====== Provided information ======

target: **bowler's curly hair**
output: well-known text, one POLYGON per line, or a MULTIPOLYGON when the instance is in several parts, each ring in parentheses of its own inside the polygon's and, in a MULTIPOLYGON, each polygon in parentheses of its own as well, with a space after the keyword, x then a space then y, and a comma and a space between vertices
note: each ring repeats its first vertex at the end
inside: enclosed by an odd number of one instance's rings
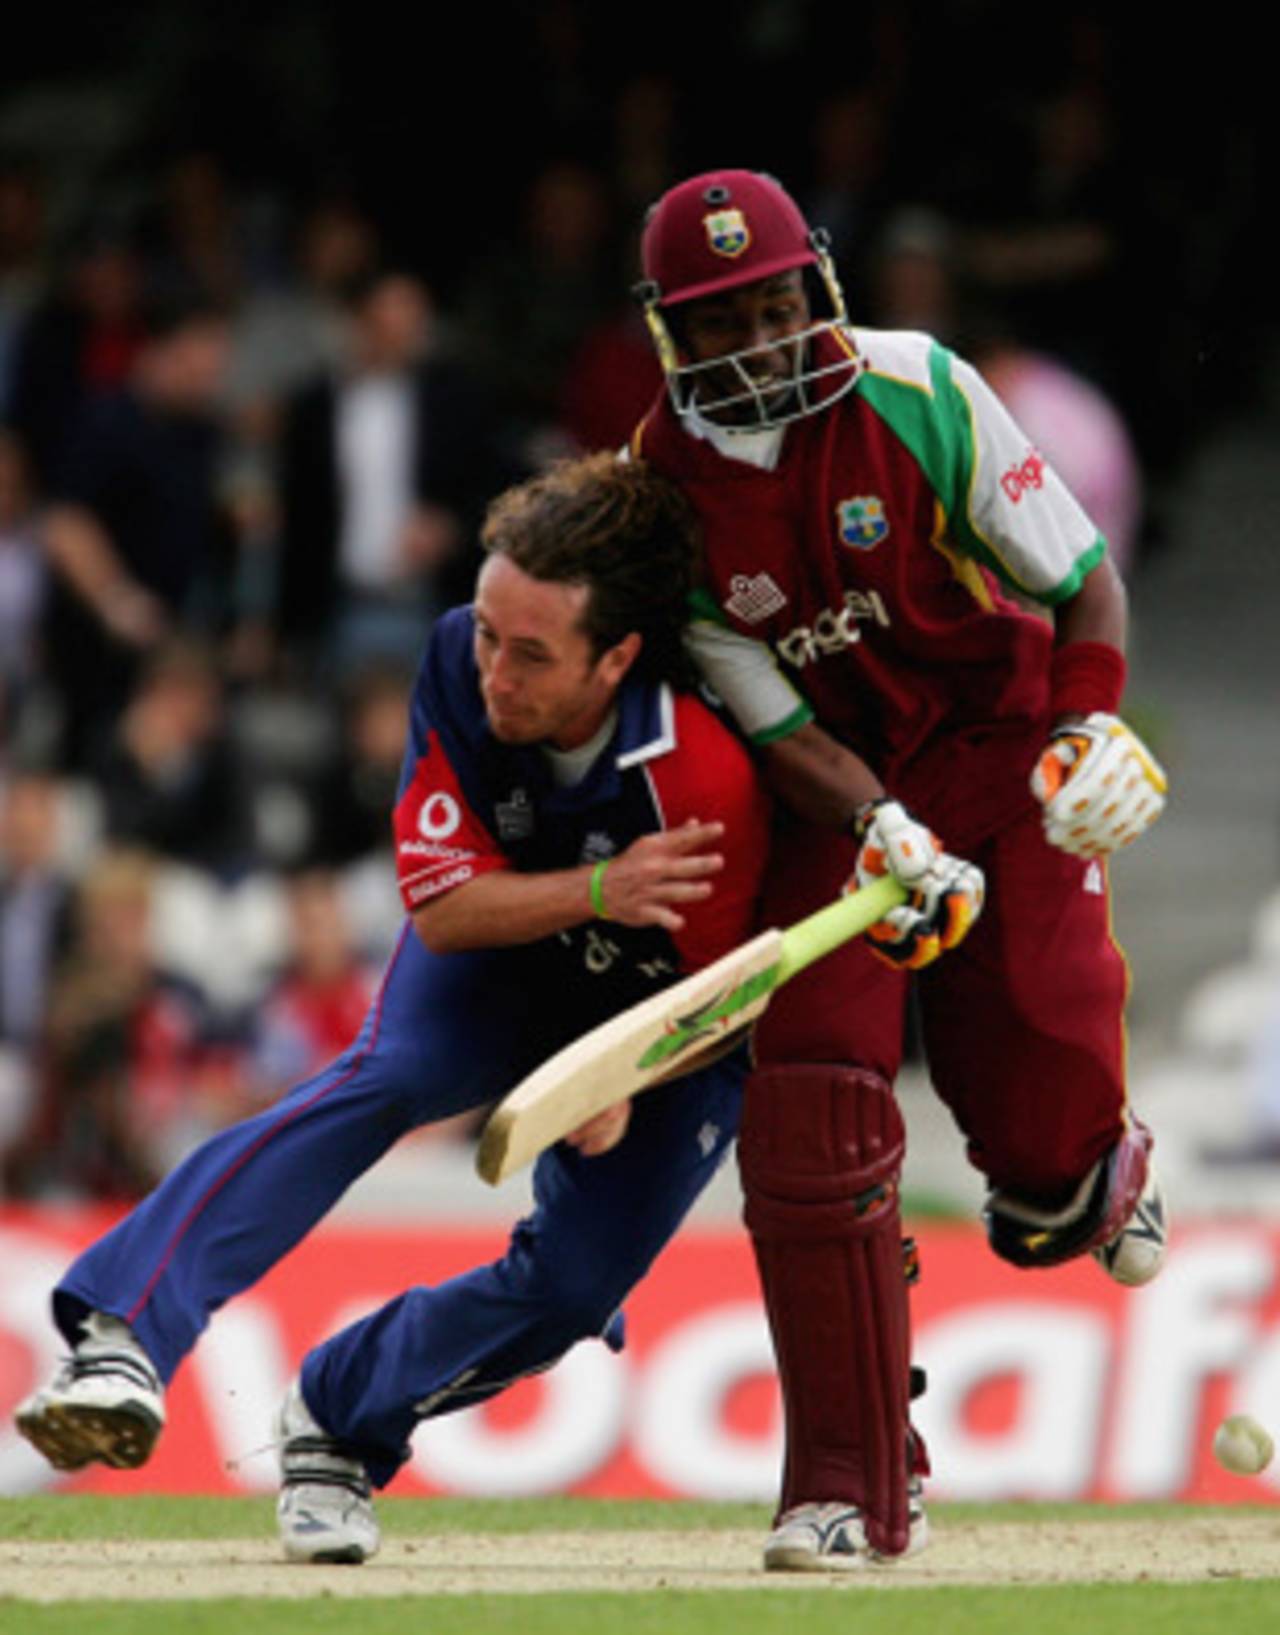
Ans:
POLYGON ((639 673, 696 685, 681 633, 697 583, 697 522, 680 491, 643 460, 606 453, 562 461, 500 495, 480 539, 533 579, 589 587, 581 625, 597 658, 636 631, 639 673))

======

» **Task requirements**
Every line of the material must be returned verbatim, and pictures must be left behind.

» **Result**
target: **bowler's curly hair**
output: well-known text, one POLYGON per line, or a MULTIPOLYGON when the instance is in several parts, each ring in parentheses of its own inside the polygon's and, in a MULTIPOLYGON, each polygon in parentheses of its own as well, with a space after the keyword, x then a space then y, and a comma and a space between vertices
note: each ring repeats its first vertex at the end
inside: enclosed by an odd number of one instance's rings
Ans:
POLYGON ((639 673, 696 685, 681 633, 697 583, 697 522, 680 491, 643 460, 606 453, 562 461, 500 495, 480 539, 533 579, 589 587, 581 625, 597 658, 636 631, 639 673))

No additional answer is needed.